__PASSAGE PROVIDED__.
Allocators and thread safety (and not only)

long story short - std.mem.Allocator should support

    /// Returns true if implementation is thread-safe
    isThreadSafe: *const fn (*anyopaque) bool,

Allocators:

Zig doesn’t have a default allocator…All of Zig’s standard library, and most third party libraries, require the caller to provide an allocator if they intend to allocate memory

Several allocators from std are thread-safe:

Several are not:

ThreadSafeAllocator:

Wraps a non-thread-safe allocator and makes it thread-safe.

But it will not help me : I can wrap caller’s allocator, but I can’t prevent usage of non-wrapped one by caller.

BTW - In order to understand which allocator from std are thread safe or not I need to read source. And I am not sure that what I wrote above is right.

Also will not help to ask caller in readme or help or comment “to provide thread-safe allocator”, specially if caller also got it from upper code.

So as user of Allocator “interface”, I need to know whether it’s thread-safe.

What do you think about adding to std.mem.Allocator

    /// Returns true if implementation is thread-safe
    isThreadSafe: *const fn (*anyopaque) bool,
1 Like

Well, I see the problem this solves, and I don’t have a better solution.

But this would require the vtable to have an additional function pointer, to a function only used once, and that in an effectively comptime-only manner, since the reason to use that function is to refuse to run with a thread-unsafe allocator. That seems far too heavyweight.

I’m adding this to my collection of reasons why giving no compiler support at all to the type-erased interface pattern is suboptimal, btw. If there were a distinct primitive type involved, it could be possible to comptime inspect the parent type of any actual calls, and give a compile error that way. But I don’t want to go on a whole side-quest right now about how all that might be accomplished.

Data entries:
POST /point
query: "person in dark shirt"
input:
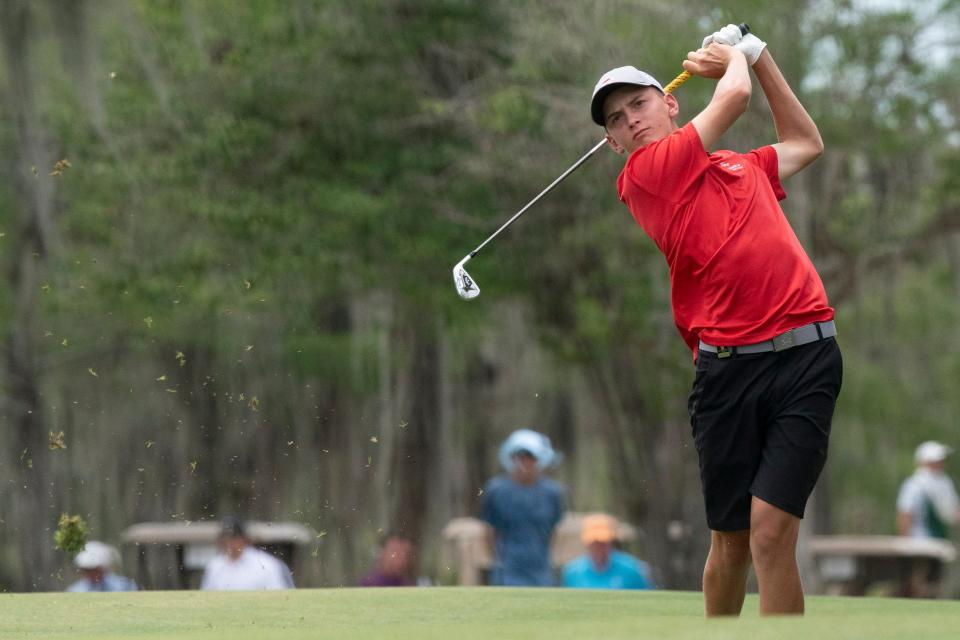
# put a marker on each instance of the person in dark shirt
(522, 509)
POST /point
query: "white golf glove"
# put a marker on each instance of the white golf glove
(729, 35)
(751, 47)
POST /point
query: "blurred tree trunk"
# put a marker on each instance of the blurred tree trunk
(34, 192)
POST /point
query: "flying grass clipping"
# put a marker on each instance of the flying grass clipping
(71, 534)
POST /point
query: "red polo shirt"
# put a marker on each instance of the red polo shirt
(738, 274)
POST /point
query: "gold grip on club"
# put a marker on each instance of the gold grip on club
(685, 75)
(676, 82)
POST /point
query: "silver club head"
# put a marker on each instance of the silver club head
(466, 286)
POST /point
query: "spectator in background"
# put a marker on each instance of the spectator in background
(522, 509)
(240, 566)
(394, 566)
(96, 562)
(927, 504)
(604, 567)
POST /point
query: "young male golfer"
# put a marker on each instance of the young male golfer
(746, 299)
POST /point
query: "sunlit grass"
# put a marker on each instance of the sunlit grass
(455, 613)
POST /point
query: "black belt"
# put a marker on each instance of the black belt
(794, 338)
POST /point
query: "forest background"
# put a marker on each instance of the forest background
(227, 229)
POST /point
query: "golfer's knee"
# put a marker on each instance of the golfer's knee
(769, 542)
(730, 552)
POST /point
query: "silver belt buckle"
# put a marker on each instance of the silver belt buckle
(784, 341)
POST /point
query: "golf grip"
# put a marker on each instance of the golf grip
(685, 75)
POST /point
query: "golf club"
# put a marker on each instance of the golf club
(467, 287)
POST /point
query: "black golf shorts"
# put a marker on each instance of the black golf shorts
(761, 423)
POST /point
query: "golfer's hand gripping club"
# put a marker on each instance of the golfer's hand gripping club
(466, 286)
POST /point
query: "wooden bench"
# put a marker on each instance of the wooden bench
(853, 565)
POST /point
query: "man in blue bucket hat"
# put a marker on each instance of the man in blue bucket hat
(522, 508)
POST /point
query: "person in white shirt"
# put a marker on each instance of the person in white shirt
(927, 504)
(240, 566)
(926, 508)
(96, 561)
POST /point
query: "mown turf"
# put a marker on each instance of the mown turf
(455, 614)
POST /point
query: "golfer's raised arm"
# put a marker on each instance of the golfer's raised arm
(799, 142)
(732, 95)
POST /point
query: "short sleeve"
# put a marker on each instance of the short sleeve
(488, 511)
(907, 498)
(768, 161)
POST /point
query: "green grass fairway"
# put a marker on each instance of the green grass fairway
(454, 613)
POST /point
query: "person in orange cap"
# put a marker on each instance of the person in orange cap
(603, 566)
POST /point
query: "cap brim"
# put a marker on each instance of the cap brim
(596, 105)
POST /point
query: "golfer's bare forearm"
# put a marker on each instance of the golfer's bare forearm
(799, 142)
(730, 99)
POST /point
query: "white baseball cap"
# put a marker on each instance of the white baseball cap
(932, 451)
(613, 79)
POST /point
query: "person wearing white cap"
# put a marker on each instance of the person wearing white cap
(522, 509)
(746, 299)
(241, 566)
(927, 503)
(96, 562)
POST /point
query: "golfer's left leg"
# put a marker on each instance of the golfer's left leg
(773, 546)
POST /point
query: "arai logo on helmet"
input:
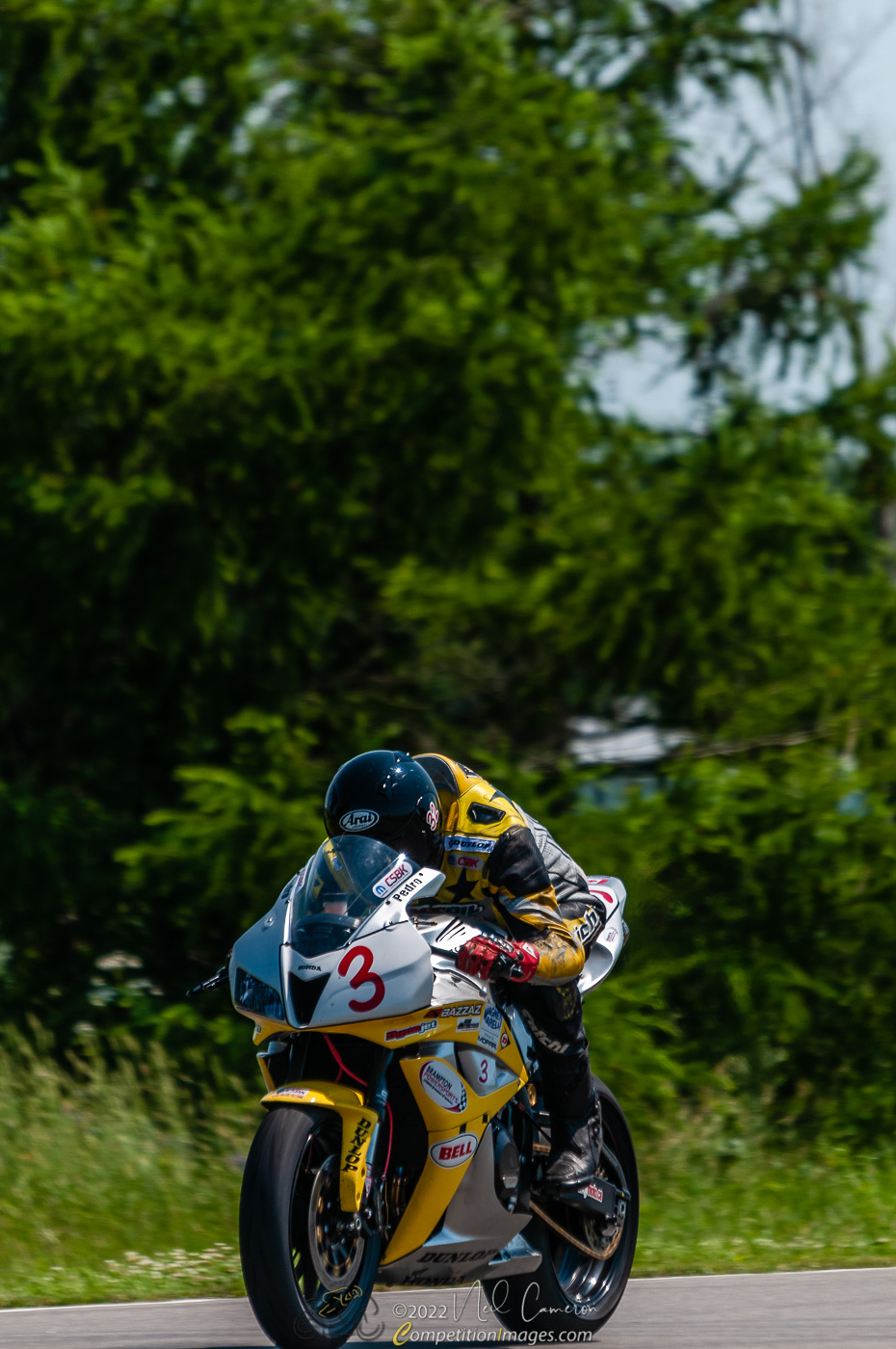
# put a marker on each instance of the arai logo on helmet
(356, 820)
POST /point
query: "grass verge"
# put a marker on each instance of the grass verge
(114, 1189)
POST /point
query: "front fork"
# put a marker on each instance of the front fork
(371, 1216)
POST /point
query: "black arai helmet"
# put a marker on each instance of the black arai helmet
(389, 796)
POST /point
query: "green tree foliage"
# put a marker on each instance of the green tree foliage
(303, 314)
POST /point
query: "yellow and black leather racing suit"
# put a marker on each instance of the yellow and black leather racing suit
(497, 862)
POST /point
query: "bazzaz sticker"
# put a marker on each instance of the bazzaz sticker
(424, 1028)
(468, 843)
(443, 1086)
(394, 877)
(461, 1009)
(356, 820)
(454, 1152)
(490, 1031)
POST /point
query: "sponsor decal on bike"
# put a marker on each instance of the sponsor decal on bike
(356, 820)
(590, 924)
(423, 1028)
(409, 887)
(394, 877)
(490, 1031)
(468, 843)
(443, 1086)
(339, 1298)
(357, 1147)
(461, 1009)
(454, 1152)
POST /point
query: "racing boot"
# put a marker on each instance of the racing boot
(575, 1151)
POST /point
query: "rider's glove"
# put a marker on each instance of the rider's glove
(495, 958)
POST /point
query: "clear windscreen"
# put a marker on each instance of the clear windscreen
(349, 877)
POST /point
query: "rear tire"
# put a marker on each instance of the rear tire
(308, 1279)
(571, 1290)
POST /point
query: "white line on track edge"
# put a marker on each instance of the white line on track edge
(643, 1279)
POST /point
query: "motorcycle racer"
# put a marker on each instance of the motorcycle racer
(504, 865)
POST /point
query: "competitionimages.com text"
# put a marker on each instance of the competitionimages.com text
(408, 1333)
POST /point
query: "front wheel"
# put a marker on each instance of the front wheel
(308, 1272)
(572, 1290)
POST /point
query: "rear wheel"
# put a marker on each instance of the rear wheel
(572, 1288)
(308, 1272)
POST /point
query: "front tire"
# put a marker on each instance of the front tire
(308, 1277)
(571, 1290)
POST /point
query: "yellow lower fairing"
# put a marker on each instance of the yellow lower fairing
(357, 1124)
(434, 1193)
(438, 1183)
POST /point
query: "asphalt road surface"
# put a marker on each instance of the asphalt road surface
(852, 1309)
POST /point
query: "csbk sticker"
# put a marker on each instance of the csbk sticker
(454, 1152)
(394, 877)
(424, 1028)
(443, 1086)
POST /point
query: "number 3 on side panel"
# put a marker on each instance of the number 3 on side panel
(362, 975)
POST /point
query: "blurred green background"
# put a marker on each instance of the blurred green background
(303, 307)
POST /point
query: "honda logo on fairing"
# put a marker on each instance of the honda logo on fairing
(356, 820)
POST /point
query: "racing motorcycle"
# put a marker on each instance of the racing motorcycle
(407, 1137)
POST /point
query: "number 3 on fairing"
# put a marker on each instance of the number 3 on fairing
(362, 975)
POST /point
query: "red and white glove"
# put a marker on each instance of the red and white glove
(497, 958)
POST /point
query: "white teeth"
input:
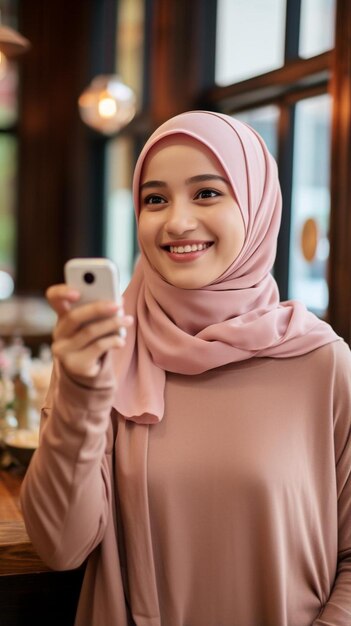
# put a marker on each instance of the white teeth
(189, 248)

__PROBLEMS TO SOLVE__.
1. According to the thread on Zig allocators and thread safety, what does ThreadSafeAllocator do?
2. Carry the forum thread on Zig allocators and thread safety forward from the end of its last post.

__TASK RESPONSES__.
1. It wraps a non-thread-safe allocator and makes it thread-safe.

2.
3 Likes

One thing I dislike about Zig allocators is how the term “allocator” is used to different things. That creates confusion which in turn leads to suboptimal design. It’d be helpful, I believe, to restrict “allocator” to mean only one thing–std.mem.Allocator–an interface from which you can allocate memory. Things that provide this interface should be either a “memory source” or “allocation strategy”, with the latter dependent on an instance (or possibly more) of the former to obtain actual memory. The heap is a source of memory, for instance, while debug or arena is a strategy.

2 Likes

I see what you mean, but this is also done with Readers and Writers as well, you still have to call writer() on a BufferedWriter in order to get an AnyWriter.

Not sure if that’s an argument for or against, though. I don’t find the conventions in play especially confusing, and didn’t when I was getting started, but more clarity is generally a good thing.

Practical languages have limitations in just how far you can express constraints in the type system. Zig may be on some of the lower end of that scale.

Where something is inexpressible in the type system, then reach for tools (e.g. static code analysis, some extra-language metadata system, which Zig ecosystem currently lacks because of the volatility of a pre 1.0 language) and documentation.

It would be possible to implement allocators that verify that they are only used on a given thread by caching the thread id of the first allocation and asserting that subsequent allocations and deallocations are on the same thread. This could be arranged to exist only for safe builds. This is arguably better than checking the result of a runtime method.

3 Likes

Agreed, but what I find interesting about this case in particular is that Zig has very good type reflection, which can be used to comptime-verify a lot of properties, giving a sort of ad-hoc (or general, if you prefer) ability to add type-level constraints.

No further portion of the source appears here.